WHAT NEEDS TO BE DONE.
Copy each line of the entries below that contains the string "forest".

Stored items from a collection
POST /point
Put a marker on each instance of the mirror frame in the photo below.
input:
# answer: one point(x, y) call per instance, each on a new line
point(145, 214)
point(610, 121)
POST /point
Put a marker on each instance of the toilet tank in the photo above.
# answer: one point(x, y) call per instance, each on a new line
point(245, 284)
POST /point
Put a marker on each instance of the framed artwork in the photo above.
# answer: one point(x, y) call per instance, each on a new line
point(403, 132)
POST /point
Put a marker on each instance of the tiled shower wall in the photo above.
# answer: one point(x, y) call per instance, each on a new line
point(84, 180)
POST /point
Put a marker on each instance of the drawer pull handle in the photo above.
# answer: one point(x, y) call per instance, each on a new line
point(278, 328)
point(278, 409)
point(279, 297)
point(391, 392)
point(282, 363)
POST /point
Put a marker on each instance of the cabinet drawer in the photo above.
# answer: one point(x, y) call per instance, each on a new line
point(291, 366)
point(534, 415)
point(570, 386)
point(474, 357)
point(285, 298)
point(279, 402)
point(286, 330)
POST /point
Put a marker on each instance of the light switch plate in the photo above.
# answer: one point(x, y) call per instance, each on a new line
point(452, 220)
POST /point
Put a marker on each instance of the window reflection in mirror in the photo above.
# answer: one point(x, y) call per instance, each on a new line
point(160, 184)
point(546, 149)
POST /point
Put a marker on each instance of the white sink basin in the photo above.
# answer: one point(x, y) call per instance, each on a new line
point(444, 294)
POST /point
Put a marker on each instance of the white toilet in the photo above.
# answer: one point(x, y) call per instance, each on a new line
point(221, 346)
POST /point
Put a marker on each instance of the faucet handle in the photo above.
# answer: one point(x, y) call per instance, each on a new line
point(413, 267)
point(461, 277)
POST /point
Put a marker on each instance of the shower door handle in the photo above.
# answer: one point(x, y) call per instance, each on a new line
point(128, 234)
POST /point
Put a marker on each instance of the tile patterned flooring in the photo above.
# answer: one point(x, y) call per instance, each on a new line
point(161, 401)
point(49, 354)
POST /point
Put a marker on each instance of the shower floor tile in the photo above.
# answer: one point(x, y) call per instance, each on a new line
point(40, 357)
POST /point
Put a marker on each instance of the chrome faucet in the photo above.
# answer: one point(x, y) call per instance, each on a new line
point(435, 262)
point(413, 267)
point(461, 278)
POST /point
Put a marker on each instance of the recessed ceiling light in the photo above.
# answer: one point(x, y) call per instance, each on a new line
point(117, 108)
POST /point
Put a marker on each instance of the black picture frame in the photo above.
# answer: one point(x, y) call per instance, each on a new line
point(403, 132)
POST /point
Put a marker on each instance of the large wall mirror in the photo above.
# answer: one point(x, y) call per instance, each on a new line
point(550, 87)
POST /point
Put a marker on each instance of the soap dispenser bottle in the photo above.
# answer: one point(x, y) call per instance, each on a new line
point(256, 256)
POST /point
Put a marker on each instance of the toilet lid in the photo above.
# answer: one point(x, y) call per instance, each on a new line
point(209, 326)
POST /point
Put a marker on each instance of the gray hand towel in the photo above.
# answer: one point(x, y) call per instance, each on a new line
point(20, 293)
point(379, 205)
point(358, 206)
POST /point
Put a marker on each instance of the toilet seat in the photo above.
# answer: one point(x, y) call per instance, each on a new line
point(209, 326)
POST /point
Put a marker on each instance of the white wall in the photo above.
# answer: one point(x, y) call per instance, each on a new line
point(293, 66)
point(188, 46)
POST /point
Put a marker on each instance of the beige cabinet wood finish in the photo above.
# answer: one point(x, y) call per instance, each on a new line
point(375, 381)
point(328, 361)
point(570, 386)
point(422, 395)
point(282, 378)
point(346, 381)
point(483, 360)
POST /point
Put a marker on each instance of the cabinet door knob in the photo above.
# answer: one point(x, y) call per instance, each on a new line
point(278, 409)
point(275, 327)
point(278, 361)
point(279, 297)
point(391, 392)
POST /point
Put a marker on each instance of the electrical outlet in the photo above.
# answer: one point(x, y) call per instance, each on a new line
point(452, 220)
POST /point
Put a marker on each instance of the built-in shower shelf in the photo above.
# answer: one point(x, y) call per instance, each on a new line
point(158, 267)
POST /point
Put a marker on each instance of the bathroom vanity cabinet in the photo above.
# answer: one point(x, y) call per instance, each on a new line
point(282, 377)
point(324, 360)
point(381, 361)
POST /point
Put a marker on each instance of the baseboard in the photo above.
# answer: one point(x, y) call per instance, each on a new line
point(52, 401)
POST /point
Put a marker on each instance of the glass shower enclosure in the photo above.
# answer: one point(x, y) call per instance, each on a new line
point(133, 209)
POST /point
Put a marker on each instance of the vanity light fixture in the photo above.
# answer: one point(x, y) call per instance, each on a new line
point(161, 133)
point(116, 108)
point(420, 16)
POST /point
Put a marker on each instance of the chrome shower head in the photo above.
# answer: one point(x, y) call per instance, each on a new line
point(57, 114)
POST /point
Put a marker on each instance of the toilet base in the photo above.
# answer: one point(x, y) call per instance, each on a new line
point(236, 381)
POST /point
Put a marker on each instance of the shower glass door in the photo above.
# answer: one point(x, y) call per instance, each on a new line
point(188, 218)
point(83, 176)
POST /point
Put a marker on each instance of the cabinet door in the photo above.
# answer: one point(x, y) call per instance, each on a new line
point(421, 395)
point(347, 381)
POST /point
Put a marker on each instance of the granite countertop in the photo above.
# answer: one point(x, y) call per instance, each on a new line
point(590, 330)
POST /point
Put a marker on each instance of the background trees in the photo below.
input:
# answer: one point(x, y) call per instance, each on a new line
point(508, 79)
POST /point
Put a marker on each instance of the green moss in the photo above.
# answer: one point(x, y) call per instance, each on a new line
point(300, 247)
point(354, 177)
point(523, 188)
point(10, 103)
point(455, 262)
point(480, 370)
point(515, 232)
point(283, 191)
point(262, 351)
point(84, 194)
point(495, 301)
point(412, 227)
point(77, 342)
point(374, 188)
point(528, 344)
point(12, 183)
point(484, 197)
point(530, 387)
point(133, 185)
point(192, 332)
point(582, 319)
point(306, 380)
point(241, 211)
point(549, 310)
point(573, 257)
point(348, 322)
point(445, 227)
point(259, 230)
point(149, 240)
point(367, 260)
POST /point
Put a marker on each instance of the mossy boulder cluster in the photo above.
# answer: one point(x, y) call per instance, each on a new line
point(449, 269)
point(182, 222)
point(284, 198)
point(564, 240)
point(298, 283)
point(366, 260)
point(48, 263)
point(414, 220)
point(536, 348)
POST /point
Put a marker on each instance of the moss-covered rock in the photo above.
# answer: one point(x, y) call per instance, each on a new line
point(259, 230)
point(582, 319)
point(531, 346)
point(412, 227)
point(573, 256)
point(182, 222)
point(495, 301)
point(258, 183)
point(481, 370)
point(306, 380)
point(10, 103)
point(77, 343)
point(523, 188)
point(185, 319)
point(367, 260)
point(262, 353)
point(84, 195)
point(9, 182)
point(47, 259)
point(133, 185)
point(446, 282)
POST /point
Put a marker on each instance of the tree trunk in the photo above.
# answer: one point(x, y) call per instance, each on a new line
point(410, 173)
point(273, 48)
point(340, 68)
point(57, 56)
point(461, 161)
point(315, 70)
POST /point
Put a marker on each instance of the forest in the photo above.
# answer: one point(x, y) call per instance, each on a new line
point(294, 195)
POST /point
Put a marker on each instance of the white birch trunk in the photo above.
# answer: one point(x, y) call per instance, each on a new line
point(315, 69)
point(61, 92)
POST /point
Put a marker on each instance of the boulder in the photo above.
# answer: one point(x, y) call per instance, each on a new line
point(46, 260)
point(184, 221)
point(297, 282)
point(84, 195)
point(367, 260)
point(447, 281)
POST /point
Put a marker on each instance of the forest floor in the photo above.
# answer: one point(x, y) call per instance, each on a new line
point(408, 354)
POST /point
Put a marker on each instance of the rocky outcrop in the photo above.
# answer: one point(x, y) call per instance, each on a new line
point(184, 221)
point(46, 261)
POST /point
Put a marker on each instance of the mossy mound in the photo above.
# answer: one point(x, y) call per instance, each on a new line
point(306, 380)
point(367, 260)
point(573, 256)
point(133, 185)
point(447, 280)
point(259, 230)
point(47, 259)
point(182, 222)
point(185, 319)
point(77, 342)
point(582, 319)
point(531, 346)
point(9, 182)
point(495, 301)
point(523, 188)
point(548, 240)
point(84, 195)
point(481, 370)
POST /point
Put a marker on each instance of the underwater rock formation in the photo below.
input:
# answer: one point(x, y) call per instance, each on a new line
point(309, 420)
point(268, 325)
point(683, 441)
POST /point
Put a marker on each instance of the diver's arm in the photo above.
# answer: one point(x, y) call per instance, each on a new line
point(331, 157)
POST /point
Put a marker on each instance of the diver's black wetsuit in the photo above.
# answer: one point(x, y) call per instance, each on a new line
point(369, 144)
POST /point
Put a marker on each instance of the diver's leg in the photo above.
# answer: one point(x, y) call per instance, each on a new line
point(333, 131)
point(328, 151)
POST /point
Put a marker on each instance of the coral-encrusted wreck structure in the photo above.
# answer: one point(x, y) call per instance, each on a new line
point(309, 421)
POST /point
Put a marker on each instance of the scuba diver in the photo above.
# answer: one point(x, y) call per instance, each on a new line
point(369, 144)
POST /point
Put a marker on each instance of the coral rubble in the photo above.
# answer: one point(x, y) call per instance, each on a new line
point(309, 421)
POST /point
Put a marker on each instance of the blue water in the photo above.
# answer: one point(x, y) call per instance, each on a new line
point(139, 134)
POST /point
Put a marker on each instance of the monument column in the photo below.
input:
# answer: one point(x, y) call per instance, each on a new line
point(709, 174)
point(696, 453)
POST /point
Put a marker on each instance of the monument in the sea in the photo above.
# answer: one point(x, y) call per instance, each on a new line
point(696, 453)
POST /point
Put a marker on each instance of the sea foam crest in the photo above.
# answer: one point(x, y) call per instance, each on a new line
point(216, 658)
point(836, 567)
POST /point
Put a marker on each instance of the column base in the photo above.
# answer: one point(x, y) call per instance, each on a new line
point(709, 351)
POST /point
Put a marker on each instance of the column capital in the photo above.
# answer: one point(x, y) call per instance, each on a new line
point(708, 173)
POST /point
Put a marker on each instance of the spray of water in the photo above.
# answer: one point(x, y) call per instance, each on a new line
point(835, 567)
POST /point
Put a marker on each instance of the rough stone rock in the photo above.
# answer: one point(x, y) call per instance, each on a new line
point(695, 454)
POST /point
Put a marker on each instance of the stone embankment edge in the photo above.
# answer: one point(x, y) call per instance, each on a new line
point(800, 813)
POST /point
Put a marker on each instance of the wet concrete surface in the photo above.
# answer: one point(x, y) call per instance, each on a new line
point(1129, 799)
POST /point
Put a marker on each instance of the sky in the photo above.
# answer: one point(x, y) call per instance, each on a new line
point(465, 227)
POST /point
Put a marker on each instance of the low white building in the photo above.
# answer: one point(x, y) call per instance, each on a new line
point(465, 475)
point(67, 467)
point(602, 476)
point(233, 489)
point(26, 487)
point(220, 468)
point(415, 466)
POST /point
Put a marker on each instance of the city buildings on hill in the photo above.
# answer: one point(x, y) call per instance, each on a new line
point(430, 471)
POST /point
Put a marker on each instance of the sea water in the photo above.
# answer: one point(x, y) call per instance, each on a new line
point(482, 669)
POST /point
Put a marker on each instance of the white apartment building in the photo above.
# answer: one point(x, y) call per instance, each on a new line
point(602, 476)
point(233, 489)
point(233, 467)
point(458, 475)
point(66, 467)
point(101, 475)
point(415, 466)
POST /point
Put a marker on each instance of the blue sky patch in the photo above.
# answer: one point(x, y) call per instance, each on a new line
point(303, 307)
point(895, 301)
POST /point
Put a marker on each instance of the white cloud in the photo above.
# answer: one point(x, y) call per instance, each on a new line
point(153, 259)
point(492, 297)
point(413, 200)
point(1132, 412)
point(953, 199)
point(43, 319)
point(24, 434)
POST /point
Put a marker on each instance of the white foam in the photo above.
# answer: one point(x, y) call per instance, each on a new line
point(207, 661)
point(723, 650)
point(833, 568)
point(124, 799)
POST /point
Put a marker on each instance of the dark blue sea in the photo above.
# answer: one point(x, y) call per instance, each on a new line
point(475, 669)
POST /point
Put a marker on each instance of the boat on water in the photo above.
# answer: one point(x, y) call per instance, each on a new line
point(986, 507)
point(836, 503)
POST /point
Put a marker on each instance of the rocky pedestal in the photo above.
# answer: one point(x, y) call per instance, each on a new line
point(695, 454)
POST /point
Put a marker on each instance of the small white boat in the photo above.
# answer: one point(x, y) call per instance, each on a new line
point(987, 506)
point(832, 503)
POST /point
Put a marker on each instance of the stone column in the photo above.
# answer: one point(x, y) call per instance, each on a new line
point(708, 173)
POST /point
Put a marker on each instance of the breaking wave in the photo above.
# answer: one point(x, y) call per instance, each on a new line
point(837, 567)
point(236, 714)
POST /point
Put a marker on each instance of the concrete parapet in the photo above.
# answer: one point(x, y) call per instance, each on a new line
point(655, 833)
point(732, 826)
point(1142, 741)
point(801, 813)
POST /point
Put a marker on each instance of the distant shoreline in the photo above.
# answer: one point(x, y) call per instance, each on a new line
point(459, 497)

EXPECTED ANSWER.
Put a marker on each instance of the forest in the photo above.
Put a marker on each instance of the forest floor in the photo above.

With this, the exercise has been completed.